Rosicrucian Writings Online


Excerpts from
"Meditations on Love"
by R. John Francis Knutson
 
Compiled from The Rosicrucian Digest
 
 
CONTENTS
 
The Way of Manifestation
A Pattern for Progress
The Lesson of Music
Underlying Life
Action
Three Choices
The Way of Understanding
Intolerance
Love and Psychology
Heart Force
Perception
Being
Achievement
 
_________

 
 
The Way of Manifestation
 
By Frater R. John Francis Knutson
 
[From The Rosicrucian Digest December 1940]
 
 
LOVE is so evident in everything, the question is not so much to isolate it as to discover if there is aught else in our surroundings.
 
All creation, God, is Love.  For Love is the basic creator.  Nor is that all, for Love is, as well, the created.  Love is Change and Growth, a continual unfoldment, even as the petals of a rose unfold.  It is of infinite capacity; too deep to be plumbed, too vast to be known.  There is but one way to discover all that is Love, and that lies in being Love.
^^^^^^^^
According to the excerpt on love, what is the one way to discover all that is Love? The rows that come next are separate material with no connection to the excerpt.

(Dataset entries)
^^^^^^^^
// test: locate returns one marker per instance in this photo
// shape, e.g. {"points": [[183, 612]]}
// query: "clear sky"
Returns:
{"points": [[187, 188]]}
^^^^^^^^
# [Answer to the problem]
By being Love.